L’agricoltura da sola non va da nessuna parte. Ha bisogno di ripensarsi in funzione della domanda finale dei consumatori, sviluppando una capacità di trasformazione della materia prima, anche alleandosi con l’industria. Il Friuli è troppo piccolo sia per competere sui volumi – e quindi prezzi, di produzione -, sia per disperdersi in mille nicchie. Secondo Claudio Filipuzzi, però, non è più tempo di analisi: ne sono state fatte fin troppe, ora bisogna passare dalle parole ai fatti, scardinando quelle resistenze di conservazione che nel settore agricolo friulano sono ancora predominanti. Da quattro anni, Filipuzzi presiede il Parco agroalimentare di San Daniele, un’agenzia di distretto del tutto particolare, che da tempo è uscita dal proprio ambito territoriale proponendosi come sostenitrice di nuove idee imprenditoriali.
Conviene a un giovane, oggi, mettersi in gioco in agricoltura?
──────────────────────────────
■ **Le consegne**:
**A.** Riassumi in un elenco puntato il paragrafo del brano sull'agricoltura friulana che comincia con "L’agricoltura da sola non va da nessuna parte", conservandone i fatti principali.
**B.** Stampa senza modifiche il tratto del brano sull'agricoltura friulana che va da "L’agricoltura da sola" fino a "nuove idee imprenditoriali.".
**C.** Secondo il brano sull'agricoltura friulana, da quanto tempo Claudio Filipuzzi presiede il Parco agroalimentare di San Daniele?

■ **Righe riportate**:
──────────────────────────────
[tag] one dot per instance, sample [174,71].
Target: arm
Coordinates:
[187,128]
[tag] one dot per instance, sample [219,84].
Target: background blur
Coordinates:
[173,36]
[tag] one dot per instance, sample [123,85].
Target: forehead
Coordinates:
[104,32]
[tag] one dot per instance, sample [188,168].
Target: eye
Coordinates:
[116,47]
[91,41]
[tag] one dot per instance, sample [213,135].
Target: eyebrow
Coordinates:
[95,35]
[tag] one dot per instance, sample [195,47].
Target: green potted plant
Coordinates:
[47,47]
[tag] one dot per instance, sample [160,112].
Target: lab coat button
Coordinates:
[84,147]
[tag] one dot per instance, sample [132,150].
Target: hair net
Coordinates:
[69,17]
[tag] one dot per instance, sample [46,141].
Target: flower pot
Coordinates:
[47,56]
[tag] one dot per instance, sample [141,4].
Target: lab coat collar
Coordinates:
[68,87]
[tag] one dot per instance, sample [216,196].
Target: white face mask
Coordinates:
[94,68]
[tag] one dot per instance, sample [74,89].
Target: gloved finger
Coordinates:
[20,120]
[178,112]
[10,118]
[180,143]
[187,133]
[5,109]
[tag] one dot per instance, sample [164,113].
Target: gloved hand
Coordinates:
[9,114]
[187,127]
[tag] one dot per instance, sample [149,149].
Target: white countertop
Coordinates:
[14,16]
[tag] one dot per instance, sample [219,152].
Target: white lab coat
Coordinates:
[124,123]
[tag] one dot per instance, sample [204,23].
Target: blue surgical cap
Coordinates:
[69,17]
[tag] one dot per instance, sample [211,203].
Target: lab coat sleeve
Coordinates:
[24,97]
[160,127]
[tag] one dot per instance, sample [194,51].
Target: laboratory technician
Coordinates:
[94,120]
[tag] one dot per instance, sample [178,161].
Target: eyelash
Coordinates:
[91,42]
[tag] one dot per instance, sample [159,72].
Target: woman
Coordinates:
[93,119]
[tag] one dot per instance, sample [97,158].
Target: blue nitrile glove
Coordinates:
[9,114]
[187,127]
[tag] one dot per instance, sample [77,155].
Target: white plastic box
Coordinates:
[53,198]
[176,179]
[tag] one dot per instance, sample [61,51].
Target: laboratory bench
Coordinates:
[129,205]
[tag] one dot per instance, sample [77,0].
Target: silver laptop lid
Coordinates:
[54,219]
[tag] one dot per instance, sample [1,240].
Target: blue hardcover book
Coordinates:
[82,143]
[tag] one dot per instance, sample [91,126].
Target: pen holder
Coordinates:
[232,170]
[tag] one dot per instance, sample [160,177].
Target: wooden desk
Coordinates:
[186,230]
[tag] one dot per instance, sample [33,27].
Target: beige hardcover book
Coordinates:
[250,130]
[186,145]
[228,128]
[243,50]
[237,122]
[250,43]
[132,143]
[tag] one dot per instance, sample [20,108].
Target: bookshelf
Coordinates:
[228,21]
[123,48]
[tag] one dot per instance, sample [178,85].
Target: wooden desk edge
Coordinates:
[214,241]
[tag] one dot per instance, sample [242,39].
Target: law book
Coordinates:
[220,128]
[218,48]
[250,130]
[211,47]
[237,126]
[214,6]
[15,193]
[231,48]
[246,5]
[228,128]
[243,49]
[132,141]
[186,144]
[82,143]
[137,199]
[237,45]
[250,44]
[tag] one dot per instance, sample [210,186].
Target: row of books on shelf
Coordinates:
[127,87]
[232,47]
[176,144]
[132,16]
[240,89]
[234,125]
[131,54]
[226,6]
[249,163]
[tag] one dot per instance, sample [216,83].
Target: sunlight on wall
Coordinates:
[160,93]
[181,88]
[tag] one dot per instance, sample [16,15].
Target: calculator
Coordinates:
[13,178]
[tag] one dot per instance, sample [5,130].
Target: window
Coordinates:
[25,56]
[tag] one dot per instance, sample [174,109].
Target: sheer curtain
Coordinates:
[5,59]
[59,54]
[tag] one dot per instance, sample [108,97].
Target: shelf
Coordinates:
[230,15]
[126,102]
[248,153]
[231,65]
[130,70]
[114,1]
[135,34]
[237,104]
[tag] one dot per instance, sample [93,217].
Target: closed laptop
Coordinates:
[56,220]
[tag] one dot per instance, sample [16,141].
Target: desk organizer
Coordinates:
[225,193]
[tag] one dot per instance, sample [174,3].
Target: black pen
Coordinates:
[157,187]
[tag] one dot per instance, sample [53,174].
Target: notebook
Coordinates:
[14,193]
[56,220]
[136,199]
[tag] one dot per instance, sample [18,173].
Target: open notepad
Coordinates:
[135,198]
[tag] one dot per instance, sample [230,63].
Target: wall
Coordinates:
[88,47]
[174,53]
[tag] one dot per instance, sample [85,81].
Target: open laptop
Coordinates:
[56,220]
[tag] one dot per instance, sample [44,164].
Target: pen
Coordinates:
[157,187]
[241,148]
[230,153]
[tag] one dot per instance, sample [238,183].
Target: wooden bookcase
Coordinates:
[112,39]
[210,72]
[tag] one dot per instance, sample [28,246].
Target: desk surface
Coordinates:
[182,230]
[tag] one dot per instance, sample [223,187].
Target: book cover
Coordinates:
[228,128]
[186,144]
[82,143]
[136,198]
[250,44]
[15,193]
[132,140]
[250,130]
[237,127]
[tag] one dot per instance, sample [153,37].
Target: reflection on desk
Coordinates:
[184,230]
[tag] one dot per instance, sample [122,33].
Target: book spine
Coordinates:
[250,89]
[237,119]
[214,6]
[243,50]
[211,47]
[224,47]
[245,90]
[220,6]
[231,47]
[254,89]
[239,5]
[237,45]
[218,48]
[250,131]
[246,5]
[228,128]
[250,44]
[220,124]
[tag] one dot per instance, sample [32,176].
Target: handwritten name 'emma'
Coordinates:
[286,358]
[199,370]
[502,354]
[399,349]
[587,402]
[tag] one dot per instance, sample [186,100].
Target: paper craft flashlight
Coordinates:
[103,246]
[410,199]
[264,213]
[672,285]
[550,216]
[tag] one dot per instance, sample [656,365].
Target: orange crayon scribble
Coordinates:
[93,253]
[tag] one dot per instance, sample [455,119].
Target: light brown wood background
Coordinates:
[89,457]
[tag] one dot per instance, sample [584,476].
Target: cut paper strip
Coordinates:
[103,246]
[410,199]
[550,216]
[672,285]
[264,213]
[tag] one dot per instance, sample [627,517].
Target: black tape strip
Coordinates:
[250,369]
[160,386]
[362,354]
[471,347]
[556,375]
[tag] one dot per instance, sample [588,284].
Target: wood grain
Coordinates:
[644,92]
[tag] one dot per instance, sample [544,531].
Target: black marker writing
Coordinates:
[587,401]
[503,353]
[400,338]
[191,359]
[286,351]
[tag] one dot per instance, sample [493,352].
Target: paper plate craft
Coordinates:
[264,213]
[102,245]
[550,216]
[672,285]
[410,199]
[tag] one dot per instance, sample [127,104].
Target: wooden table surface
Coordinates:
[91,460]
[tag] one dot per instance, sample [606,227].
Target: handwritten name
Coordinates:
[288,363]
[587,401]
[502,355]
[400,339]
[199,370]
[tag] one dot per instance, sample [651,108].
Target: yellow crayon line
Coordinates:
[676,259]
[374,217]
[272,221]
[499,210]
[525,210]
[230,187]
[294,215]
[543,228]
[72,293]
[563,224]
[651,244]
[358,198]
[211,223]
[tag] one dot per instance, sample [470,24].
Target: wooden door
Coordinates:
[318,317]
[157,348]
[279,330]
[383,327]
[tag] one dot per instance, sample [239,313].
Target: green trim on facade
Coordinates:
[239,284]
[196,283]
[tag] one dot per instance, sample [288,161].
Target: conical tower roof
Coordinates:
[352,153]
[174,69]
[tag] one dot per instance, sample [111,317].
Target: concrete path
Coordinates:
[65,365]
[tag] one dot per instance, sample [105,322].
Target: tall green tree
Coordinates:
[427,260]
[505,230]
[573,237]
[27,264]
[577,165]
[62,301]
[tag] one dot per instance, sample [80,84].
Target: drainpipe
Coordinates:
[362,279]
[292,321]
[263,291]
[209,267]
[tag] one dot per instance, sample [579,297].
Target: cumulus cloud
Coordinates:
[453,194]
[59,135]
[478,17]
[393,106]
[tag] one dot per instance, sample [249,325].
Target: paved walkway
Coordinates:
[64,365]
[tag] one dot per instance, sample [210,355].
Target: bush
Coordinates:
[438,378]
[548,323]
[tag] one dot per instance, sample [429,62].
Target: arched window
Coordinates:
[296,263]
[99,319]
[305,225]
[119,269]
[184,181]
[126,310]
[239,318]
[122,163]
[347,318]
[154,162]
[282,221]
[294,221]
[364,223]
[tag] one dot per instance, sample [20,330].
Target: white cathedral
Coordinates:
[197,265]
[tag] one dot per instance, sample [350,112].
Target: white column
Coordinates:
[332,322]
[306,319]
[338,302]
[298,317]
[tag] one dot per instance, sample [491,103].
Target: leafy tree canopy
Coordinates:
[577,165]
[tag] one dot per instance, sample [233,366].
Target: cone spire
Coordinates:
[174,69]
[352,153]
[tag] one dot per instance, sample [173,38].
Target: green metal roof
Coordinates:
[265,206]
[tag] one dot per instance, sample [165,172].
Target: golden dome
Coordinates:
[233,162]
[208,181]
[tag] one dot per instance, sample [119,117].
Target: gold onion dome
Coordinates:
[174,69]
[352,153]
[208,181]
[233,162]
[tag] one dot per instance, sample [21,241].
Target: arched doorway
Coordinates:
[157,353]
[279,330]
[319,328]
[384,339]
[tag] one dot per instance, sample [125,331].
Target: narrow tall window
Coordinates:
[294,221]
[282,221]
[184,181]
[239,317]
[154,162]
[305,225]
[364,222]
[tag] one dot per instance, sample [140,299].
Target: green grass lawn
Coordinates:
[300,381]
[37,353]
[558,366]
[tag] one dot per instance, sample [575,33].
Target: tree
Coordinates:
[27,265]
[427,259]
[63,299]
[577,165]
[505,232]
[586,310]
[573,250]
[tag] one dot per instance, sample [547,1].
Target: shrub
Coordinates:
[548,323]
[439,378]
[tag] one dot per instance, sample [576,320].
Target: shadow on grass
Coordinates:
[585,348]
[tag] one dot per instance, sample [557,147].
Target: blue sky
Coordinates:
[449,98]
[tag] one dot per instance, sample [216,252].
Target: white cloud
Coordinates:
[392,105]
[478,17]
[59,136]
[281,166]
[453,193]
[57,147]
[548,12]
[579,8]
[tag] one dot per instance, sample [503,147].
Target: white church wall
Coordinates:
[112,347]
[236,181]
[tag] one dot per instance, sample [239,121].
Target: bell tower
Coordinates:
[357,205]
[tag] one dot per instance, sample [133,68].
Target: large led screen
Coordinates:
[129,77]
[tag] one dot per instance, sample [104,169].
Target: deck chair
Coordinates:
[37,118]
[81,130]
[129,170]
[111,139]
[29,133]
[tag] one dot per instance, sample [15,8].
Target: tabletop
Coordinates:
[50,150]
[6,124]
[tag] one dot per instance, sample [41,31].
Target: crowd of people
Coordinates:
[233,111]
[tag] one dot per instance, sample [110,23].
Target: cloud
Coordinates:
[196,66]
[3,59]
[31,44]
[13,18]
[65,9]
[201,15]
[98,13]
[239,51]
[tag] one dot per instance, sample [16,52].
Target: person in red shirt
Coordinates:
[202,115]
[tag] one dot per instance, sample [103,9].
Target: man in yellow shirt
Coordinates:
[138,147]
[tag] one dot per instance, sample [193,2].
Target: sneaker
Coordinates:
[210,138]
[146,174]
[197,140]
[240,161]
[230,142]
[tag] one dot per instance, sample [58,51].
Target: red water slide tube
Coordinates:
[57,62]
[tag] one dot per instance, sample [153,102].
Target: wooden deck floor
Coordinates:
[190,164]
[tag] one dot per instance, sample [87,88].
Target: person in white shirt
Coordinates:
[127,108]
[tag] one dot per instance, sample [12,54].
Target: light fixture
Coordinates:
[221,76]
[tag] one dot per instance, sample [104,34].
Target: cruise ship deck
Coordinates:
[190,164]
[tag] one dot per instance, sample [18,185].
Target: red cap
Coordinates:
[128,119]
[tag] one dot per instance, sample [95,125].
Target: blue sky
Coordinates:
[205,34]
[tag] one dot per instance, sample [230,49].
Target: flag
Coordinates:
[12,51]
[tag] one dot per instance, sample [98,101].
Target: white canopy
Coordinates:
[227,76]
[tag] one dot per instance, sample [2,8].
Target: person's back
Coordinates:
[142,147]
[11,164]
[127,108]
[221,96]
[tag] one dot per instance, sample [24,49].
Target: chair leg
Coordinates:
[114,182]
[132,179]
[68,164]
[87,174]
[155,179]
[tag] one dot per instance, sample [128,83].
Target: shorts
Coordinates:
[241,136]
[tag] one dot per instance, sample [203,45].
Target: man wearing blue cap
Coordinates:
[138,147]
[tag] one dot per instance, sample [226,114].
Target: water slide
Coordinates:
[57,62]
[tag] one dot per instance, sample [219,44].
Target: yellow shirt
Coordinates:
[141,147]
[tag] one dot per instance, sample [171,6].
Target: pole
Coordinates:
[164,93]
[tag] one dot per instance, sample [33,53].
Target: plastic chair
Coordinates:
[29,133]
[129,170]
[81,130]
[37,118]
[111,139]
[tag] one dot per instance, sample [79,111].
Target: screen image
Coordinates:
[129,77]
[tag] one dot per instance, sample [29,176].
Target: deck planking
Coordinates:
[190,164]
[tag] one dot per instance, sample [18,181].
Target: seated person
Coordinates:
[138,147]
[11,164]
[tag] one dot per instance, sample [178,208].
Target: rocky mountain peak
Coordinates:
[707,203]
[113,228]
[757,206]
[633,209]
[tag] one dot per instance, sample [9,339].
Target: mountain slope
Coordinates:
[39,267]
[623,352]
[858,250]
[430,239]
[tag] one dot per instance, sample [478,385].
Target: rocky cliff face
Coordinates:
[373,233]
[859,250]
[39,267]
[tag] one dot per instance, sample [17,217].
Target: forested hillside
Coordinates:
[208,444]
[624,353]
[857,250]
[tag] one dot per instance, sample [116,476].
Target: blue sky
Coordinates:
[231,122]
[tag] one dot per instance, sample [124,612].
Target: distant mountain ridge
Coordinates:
──────────────────────────────
■ **Soluzioni per consegna**:
**A.**
- L'agricoltura non può andare avanti da sola. Deve ripensarsi in base alla domanda finale dei consumatori e sviluppare la trasformazione della materia prima, anche alleandosi con l'industria.
- Il Friuli è troppo piccolo sia per competere sui volumi e sui prezzi di produzione, sia per disperdersi in mille nicchie.
- Secondo Claudio Filipuzzi le analisi fatte sono già troppe. Ora bisogna passare ai fatti e scardinare le resistenze conservatrici ancora predominanti nell'agricoltura friulana.
- Da quattro anni Filipuzzi presiede il Parco agroalimentare di San Daniele. È un'agenzia di distretto particolare, uscita dal proprio ambito territoriale per sostenere nuove idee imprenditoriali.

**B.**
L’agricoltura da sola non va da nessuna parte. Ha bisogno di ripensarsi in funzione della domanda finale dei consumatori, sviluppando una capacità di trasformazione della materia prima, anche alleandosi con l’industria. Il Friuli è troppo piccolo sia per competere sui volumi – e quindi prezzi, di produzione -, sia per disperdersi in mille nicchie. Secondo Claudio Filipuzzi, però, non è più tempo di analisi: ne sono state fatte fin troppe, ora bisogna passare dalle parole ai fatti, scardinando quelle resistenze di conservazione che nel settore agricolo friulano sono ancora predominanti. Da quattro anni, Filipuzzi presiede il Parco agroalimentare di San Daniele, un’agenzia di distretto del tutto particolare, che da tempo è uscita dal proprio ambito territoriale proponendosi come sostenitrice di nuove idee imprenditoriali.

**C.** Da quattro anni.